Give as output the line that contains "Exercise. Mark the asphalt", followed by every remaining line of the entries, unchanged and with nothing added.

* Begin DATASET EXCERPTS *

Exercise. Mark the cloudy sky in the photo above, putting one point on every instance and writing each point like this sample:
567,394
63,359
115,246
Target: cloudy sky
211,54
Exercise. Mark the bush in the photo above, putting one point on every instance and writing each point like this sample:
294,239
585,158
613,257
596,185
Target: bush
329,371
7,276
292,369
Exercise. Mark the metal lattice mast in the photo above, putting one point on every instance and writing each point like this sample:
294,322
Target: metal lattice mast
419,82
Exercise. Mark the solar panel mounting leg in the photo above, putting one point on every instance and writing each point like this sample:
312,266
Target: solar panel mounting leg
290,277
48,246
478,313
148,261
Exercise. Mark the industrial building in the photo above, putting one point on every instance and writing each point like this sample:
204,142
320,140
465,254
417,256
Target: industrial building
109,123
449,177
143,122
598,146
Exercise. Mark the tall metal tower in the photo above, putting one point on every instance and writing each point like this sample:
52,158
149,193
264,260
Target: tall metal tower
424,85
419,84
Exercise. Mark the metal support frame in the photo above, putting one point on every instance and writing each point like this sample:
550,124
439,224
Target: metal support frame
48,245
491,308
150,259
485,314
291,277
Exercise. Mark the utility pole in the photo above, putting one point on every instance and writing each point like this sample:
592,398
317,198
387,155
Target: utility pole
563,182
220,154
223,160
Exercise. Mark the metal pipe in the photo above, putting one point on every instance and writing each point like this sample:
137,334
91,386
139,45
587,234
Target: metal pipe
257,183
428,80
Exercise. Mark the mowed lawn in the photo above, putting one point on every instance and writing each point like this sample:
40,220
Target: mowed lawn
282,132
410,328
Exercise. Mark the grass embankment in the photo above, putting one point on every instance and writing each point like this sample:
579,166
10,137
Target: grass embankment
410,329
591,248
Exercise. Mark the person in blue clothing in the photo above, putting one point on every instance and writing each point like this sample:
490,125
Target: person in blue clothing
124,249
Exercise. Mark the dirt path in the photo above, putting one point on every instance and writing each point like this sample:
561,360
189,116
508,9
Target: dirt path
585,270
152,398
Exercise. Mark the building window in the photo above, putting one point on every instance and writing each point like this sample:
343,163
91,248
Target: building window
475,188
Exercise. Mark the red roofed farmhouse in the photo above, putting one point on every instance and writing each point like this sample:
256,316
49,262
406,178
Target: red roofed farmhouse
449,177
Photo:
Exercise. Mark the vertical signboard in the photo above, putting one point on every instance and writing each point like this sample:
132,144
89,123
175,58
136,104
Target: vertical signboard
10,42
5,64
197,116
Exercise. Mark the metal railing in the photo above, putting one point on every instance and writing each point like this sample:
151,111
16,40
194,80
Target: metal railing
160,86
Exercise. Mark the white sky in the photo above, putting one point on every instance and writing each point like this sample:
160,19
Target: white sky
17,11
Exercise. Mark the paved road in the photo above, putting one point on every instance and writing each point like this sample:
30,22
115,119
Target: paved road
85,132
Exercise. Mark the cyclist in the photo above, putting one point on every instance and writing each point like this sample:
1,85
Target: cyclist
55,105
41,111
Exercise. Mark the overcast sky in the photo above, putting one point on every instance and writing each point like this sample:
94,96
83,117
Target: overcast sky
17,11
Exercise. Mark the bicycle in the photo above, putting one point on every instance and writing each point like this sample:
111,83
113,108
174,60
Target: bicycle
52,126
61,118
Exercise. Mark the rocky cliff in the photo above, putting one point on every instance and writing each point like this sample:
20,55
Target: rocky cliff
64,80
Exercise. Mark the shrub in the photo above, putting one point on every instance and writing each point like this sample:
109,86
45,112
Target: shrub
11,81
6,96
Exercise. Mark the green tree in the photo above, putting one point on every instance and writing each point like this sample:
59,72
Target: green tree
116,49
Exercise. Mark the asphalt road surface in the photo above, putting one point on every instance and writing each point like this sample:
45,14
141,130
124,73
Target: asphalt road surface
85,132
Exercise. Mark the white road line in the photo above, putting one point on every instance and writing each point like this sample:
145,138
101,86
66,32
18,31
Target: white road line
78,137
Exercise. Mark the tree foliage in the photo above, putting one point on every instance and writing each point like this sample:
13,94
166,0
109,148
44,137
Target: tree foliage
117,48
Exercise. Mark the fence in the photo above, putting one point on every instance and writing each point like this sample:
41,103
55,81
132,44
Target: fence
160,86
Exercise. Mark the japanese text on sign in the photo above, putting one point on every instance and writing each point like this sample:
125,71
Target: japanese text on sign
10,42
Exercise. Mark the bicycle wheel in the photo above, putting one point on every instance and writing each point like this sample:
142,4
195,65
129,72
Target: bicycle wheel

* End DATASET EXCERPTS *

EXERCISE RESPONSE:
Exercise. Mark the asphalt road surface in the photo above, putting one point on every instance and writing each point like this sample:
45,14
141,130
124,73
Target: asphalt road surface
85,132
Exercise. Mark the white road line in the photo above, putting one point on every instance and writing each point like this sample:
145,138
101,86
66,32
18,31
Target: white road line
78,137
Exercise. Mark the tree foliage in the photo above, putting one point on every instance and writing each point like this sample:
13,94
166,0
109,148
44,137
Target: tree foliage
117,48
Exercise. Mark the fence in the photo above, putting one point on every instance and writing each point like this sample:
41,103
55,81
132,44
Target: fence
160,86
Exercise. Mark the japanese text on sign in the photo above, putting one point on every instance and writing each point like this sample:
125,71
Target: japanese text on sign
10,42
Exercise. Mark the bicycle wheel in the photo above, putting one point on every instance and writing each point like this sample:
142,4
195,65
129,72
Target: bicycle wheel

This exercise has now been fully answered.